PASSAGE SHOWN:
========

Signs of recovery in corporate earnings are missing once again leaving market investors worried. As earnings kick-start on Tuesday, analysts expect the three months ended 30 June to be a soft quarter with moderation in growth across sectors. Headwinds such as weak global demand,crisis in non-banking financial companies (NBFCs) and scaling-back of government spending are deepening the slowdown. Easing of interest rates and commodity prices are the only saving grace, they said.
Sectors such as auto, agriculture, metals, oil and gas and NBFCs and housing finance companies (HFCs) are likely to show muted performance in the June quarter.
The auto sector was impacted by widespread decline in sales volume while the oil and gas sector may show the impact of the absence of inventory gains in the June quarter.
Consumption demand has been slowing for quite some time, though Q1FY20 is likely to be significantly weak for information technology (IT) companies as profit is likely to grow marginally compared to the double-digit spurt in FY19. Wage hikes, high attrition, visa costs and a strong rupee are expected to keep margins under pressure, which is estimated to fall 60-200 basis points (bps) for the top five IT companies. In the year so far, the rupee has strengthened 2% against the dollar.
“What stands out is the slowdown’s breadth with even IT and industrial companies, which had posted mid-teen profit growth in FY19, likely to report a mere 4% and 10% profit growth, respectively, in Q1FY20. Cement, select banks and pharma remain few spots where profit growth is likely to hold up at reasonable levels," said Shiv Diwan, co-head - institutional equities, Edelweiss Securities Ltd.
Q1FY20 is likely to be a soft quarter with the profit of Nifty companies growing a mere 7%, he said.

========

[Data records]
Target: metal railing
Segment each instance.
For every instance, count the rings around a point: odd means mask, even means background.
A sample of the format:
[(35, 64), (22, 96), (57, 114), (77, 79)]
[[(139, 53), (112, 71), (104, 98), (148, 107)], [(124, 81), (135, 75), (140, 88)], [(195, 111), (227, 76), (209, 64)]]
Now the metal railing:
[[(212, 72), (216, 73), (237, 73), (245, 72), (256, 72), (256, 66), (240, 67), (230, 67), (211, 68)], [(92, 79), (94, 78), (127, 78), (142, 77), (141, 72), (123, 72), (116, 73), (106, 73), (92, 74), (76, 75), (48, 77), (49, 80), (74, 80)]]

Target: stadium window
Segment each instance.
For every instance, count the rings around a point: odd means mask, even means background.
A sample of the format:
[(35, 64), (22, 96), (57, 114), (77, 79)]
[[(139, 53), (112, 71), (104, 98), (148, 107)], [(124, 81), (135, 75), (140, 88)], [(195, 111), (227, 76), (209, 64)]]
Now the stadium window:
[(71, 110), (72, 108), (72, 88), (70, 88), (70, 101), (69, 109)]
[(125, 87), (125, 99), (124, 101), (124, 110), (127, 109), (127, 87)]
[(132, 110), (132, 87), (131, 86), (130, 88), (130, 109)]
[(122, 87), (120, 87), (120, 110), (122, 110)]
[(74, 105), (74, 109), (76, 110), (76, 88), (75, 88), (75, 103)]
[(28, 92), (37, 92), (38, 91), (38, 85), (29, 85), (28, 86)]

========

EXERCISE BRIEF: Please continue the article on the weak June-quarter corporate earnings, picking up after its final sentence.

REPLY TO THE TASK:
“What stands out is the sharp moderation in topline growth to just 3% compared to 18% in FY19 and 7% in Q4FY19. Excluding commodities, topline growth is likely to be the lowest in a decade, reflected in high frequency indicators as well," Diwan said.
However, crude oil prices fell 2.69% in the April-June quarter and this may bring some relief to the struggling consumption sector.
Full benefits of lower crude prices will reflect in the gross margins of consumption companies only in the next quarter, analysts said.
Amid a challenging environment, analysts believe earnings downgrade risks exist for Nifty with consensus earnings per share (EPS) for FY20 and FY21 at ₹608 and ₹718 respectively.
Kotak Institutional Equities estimates Nifty EPS for FY20 and FY21 at ₹614 and ₹725, respectively. The brokerage firm expects net income of Sensex to grow 13.2% year-on-year while that of Nifty to increase 1.3% annually.
It expects robust annual growth in the net income of banks due to stable operating performance, construction materials led by higher realization and capital goods driven by uptick in order execution from a low year-earlier base.
Analysts are looking forward to the monsoon, which is critical to boost growth in the next quarter, as the economic environment remains uncertain due to a slowdown, sustained rural distress and poor visibility on capex recovery.
“Monsoon has seen a sharp pick up in the past fortnight, however, the probability of it being normal still remains uncertain. However, we would watch out for spatial distribution and trends in the prices of key agricultural products in coming season," said analysts at Prabhudas Lilladher.